## What is required
In the forum post below about grocery prices in Ireland, list every abbreviation written entirely in capital letters.

═══ Given passage

# Moore McDowell on "rip off Ireland"



## <A HREF=http://pub145.ezboard.com/baskaboutmoney.s (1 Feb 2004)

*Moore McDowell on "rip off Ireland"*

Moore McDowell had an interesting piece in Friday's Indo in which he argued that while grocery margins are indeed higher here in the Reoublic of Ireland compared to Northern Ireland and mainland UK, the restrictions of the Grocery Order and strict planning laws which limit the size of retail outlets play a large part in this. He argued that these restrictions suit sectional interests and shield them from free market competition. 

In passing he also mentioned the fact that the ODCA recently won a case against a retailer for below cost selling of baby food products which was in breach of the Grocery Order (this was discussed recently on AAM) and the fact that the Grocery Order applies only to groceries so it seems that other non food products can be sold below cost with impunity.

══════
═══ Record extracts

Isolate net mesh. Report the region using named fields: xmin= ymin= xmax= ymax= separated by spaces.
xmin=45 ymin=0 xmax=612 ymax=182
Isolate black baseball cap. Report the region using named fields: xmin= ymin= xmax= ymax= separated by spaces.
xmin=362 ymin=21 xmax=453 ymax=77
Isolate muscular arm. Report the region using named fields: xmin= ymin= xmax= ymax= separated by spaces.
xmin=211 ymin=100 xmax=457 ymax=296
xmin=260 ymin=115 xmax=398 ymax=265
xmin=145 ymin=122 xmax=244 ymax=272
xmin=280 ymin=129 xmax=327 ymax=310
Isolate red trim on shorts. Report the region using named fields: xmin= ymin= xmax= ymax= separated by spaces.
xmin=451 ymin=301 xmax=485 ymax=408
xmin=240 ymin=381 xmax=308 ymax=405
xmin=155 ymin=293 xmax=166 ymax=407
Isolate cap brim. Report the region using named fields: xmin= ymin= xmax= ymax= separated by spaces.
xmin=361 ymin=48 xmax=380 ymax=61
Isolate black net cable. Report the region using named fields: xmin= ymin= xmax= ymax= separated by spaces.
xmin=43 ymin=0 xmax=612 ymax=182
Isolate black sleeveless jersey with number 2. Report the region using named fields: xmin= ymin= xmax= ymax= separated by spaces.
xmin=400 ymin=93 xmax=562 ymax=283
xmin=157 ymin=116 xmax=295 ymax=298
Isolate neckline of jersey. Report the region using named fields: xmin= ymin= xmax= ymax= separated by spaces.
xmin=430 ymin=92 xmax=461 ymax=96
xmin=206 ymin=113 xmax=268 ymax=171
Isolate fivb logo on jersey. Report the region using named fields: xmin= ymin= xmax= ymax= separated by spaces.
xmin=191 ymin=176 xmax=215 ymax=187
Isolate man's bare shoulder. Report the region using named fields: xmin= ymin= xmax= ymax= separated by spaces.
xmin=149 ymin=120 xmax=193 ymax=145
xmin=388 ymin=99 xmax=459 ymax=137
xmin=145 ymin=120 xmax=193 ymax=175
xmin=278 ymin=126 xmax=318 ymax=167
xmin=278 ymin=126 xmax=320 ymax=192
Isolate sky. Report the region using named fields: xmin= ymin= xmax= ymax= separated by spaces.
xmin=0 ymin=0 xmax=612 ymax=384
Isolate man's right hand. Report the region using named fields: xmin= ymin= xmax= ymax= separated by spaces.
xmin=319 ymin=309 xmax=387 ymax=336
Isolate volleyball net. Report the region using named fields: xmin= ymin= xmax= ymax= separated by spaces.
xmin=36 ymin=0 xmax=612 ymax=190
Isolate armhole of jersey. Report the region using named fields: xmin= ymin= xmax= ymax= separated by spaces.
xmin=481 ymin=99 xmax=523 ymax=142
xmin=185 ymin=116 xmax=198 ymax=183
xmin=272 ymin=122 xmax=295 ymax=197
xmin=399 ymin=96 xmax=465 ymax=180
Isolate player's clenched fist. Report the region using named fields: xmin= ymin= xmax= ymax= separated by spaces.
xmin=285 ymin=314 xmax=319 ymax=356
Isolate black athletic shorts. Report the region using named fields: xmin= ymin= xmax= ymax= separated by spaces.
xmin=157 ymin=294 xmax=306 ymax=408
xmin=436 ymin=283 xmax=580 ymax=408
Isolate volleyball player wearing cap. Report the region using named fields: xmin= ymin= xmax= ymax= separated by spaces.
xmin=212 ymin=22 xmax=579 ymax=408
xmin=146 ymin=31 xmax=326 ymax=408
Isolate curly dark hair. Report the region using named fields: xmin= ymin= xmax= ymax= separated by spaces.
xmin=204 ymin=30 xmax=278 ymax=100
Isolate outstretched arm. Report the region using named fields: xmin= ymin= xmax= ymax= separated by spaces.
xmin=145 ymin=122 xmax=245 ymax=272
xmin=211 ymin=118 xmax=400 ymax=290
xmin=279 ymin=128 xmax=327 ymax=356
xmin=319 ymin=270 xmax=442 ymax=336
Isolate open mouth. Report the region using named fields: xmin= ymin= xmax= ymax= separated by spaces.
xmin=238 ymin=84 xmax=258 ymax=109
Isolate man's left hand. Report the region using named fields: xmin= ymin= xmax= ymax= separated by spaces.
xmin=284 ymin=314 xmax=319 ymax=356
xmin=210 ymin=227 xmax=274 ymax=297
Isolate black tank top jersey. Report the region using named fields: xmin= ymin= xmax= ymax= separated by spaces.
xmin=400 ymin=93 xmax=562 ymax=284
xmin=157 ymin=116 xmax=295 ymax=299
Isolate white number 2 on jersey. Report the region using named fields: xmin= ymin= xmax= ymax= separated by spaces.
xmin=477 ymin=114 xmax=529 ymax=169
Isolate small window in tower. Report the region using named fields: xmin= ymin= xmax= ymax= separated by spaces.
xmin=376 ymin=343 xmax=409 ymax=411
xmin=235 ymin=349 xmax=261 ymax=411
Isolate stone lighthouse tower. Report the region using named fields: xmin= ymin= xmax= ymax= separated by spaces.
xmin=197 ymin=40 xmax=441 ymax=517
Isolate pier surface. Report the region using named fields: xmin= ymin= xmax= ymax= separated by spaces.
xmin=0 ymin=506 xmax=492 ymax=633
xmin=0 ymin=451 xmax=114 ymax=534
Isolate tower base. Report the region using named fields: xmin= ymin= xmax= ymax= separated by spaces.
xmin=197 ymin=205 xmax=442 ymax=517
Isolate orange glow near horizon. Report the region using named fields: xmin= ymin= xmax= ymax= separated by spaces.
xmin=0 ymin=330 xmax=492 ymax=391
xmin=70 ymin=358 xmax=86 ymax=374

══════

## Solution for this exercise
ODCA, AAM, UK